### Task goal
Copy the lines below again, substituting "short phrase" for every "noun phrase" and leaving everything else untouched.

-------- Data for the task --------

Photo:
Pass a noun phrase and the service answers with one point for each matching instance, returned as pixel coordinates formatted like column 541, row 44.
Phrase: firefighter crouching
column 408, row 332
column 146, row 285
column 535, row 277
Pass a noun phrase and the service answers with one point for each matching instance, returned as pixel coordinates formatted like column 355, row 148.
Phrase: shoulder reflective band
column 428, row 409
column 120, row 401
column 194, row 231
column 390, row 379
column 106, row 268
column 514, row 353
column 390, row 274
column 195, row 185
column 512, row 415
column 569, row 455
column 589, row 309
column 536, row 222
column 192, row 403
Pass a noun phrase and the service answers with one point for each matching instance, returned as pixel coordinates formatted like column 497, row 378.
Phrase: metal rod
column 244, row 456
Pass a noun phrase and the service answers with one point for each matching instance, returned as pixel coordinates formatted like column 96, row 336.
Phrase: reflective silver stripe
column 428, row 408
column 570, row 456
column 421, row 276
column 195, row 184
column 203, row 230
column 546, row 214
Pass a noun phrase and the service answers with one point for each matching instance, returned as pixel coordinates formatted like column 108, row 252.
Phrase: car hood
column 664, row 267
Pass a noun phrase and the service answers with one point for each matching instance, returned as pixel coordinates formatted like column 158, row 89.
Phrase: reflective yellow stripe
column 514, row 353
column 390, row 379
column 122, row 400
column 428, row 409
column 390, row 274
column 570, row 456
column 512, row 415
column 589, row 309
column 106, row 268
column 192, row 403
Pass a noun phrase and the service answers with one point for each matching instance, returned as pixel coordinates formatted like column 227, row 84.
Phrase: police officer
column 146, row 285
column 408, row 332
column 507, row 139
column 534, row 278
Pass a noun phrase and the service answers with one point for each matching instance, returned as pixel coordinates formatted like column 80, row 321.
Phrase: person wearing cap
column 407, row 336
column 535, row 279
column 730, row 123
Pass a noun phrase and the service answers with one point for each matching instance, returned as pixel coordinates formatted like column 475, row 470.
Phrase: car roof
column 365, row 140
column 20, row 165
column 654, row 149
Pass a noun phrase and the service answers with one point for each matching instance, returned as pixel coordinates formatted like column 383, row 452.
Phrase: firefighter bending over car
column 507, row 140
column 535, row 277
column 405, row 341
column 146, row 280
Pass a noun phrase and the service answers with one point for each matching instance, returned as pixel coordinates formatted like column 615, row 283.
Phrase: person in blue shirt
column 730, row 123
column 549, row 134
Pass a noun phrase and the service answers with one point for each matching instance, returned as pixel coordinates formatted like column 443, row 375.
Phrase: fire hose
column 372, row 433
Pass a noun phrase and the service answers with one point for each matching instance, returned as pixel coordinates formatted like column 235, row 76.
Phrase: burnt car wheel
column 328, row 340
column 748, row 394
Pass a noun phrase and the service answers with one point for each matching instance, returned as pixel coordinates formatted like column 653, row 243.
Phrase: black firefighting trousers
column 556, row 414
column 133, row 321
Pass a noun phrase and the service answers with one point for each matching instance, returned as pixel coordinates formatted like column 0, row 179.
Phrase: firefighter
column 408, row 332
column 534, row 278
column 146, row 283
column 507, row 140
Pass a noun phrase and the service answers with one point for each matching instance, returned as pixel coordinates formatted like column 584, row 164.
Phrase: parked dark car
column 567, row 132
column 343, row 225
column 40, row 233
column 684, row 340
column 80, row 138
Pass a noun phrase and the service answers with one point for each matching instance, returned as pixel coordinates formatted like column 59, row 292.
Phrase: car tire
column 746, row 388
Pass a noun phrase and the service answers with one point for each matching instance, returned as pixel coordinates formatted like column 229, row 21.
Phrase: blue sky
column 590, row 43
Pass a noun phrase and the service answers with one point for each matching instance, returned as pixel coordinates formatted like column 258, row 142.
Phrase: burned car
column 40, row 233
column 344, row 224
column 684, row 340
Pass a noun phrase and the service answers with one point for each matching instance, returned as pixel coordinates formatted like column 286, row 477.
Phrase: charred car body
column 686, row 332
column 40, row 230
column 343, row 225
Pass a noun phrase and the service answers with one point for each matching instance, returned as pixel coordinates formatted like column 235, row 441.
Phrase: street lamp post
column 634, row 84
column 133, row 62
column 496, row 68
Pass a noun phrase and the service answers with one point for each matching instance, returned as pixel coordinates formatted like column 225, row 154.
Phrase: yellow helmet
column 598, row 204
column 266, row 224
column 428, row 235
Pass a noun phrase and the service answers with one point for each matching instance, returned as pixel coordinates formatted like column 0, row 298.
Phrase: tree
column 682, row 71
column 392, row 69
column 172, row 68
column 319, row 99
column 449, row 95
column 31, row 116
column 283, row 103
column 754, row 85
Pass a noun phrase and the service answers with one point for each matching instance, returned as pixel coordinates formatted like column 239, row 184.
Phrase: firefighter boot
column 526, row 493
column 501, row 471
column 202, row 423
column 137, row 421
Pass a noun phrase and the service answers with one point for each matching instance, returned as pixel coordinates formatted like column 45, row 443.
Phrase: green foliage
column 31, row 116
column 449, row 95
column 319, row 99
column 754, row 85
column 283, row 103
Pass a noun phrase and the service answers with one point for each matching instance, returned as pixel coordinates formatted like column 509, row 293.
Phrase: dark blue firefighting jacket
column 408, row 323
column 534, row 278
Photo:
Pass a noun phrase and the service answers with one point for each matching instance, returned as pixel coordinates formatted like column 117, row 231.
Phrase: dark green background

--------

### Exercise answer
Photo:
Pass a short phrase and the service answers with one point for each matching instance, returned as pixel coordinates formatted like column 541, row 44.
Phrase: firefighter crouching
column 408, row 332
column 146, row 285
column 535, row 277
Pass a short phrase and the service answers with one point for each matching instance, returned as pixel coordinates formatted like column 355, row 148.
Phrase: shoulder reflective band
column 428, row 409
column 120, row 401
column 194, row 231
column 390, row 379
column 106, row 268
column 514, row 353
column 390, row 274
column 195, row 185
column 512, row 415
column 569, row 455
column 589, row 309
column 536, row 222
column 192, row 403
Pass a short phrase and the service answers with one point for each matching instance, returned as pixel coordinates formatted like column 497, row 378.
Phrase: metal rod
column 244, row 456
Pass a short phrase and the service answers with one point for each matching instance, returned as pixel coordinates formatted like column 96, row 336.
Phrase: reflective silver stripe
column 428, row 408
column 570, row 456
column 421, row 276
column 195, row 184
column 203, row 230
column 546, row 214
Pass a short phrase and the service answers with one point for each matching instance, returned as pixel coordinates formatted like column 108, row 252.
Phrase: car hood
column 664, row 267
Pass a short phrase and the service answers with one point for each matching instance, returned as pixel coordinates formatted like column 158, row 89.
Phrase: reflective yellow stripe
column 514, row 353
column 390, row 379
column 122, row 400
column 428, row 409
column 390, row 274
column 570, row 456
column 512, row 415
column 589, row 309
column 106, row 268
column 192, row 403
Pass a short phrase and the service answers with one point for each matching instance, returned as pixel coordinates formatted like column 227, row 84.
Phrase: police officer
column 146, row 285
column 408, row 332
column 507, row 139
column 534, row 278
Pass a short phrase and the service answers with one point for each matching instance, returned as pixel coordinates formatted like column 80, row 321.
Phrase: person wearing cap
column 407, row 336
column 535, row 279
column 730, row 123
Pass a short phrase and the service answers with one point for each matching instance, returned as pixel coordinates formatted like column 475, row 470.
Phrase: car roof
column 365, row 140
column 20, row 165
column 654, row 149
Pass a short phrase and the service answers with one point for each matching instance, returned as pixel coordinates formatted like column 383, row 452.
Phrase: firefighter bending over car
column 507, row 140
column 535, row 277
column 405, row 341
column 146, row 280
Pass a short phrase and the service answers with one point for each matching instance, returned as pixel coordinates formatted like column 615, row 283.
Phrase: person in blue shirt
column 730, row 123
column 549, row 134
Pass a short phrase and the service answers with one point for each matching instance, returned as pixel coordinates formatted like column 443, row 375.
Phrase: fire hose
column 372, row 433
Pass a short phrase and the service answers with one point for each matching instance, returned as pixel coordinates formatted like column 235, row 76.
Phrase: burnt car wheel
column 328, row 340
column 748, row 394
Pass a short phrase and the service answers with one point for each matching instance, returned as pixel coordinates formatted like column 653, row 243.
Phrase: black firefighting trousers
column 556, row 414
column 133, row 321
Pass a short phrase and the service answers with one point for each matching instance, returned as pixel coordinates formatted like column 0, row 179.
Phrase: firefighter
column 408, row 332
column 534, row 278
column 146, row 283
column 507, row 140
Pass a short phrase and the service answers with one point for each matching instance, returned as pixel coordinates formatted like column 584, row 164.
Phrase: parked dark car
column 567, row 132
column 343, row 225
column 40, row 233
column 684, row 340
column 80, row 138
Pass a short phrase and the service answers with one point for each matching instance, returned as pixel coordinates formatted like column 59, row 292.
Phrase: car tire
column 746, row 388
Pass a short phrase and the service answers with one point for each matching instance, returned as pixel coordinates formatted like column 229, row 21.
Phrase: blue sky
column 590, row 43
Pass a short phrase and the service answers with one point for each matching instance, returned as pixel coordinates formatted like column 258, row 142.
Phrase: burned car
column 40, row 233
column 344, row 224
column 684, row 340
Pass a short phrase and the service answers with one point for each matching instance, returned as pixel coordinates formatted like column 286, row 477.
Phrase: charred car body
column 686, row 332
column 40, row 230
column 343, row 225
Pass a short phrase and the service answers with one point for each matching instance, returned as pixel coordinates formatted like column 235, row 441.
Phrase: street lamp post
column 634, row 84
column 133, row 62
column 496, row 68
Pass a short phrase and the service answers with one point for each matching instance, returned as pixel coordinates formatted like column 225, row 154.
Phrase: yellow helmet
column 598, row 204
column 266, row 224
column 428, row 235
Pass a short phrase and the service answers with one point for each matching instance, returned as pixel coordinates formatted like column 0, row 298.
Phrase: tree
column 682, row 71
column 392, row 69
column 172, row 68
column 319, row 99
column 449, row 95
column 31, row 116
column 283, row 103
column 754, row 85
Pass a short phrase and the service answers with one point for each matching instance, returned as pixel coordinates formatted like column 239, row 184.
Phrase: firefighter boot
column 526, row 493
column 501, row 471
column 202, row 423
column 137, row 421
Pass a short phrase and the service answers with one point for each matching instance, returned as pixel coordinates formatted like column 45, row 443.
Phrase: green foliage
column 31, row 116
column 449, row 95
column 319, row 99
column 754, row 85
column 283, row 103
Pass a short phrase and the service answers with one point for each matching instance, returned as pixel coordinates formatted like column 509, row 293.
Phrase: dark blue firefighting jacket
column 408, row 323
column 534, row 278
Photo:
Pass a short phrase and the service answers with one point for each matching instance, returned as pixel coordinates formatted like column 117, row 231.
Phrase: dark green background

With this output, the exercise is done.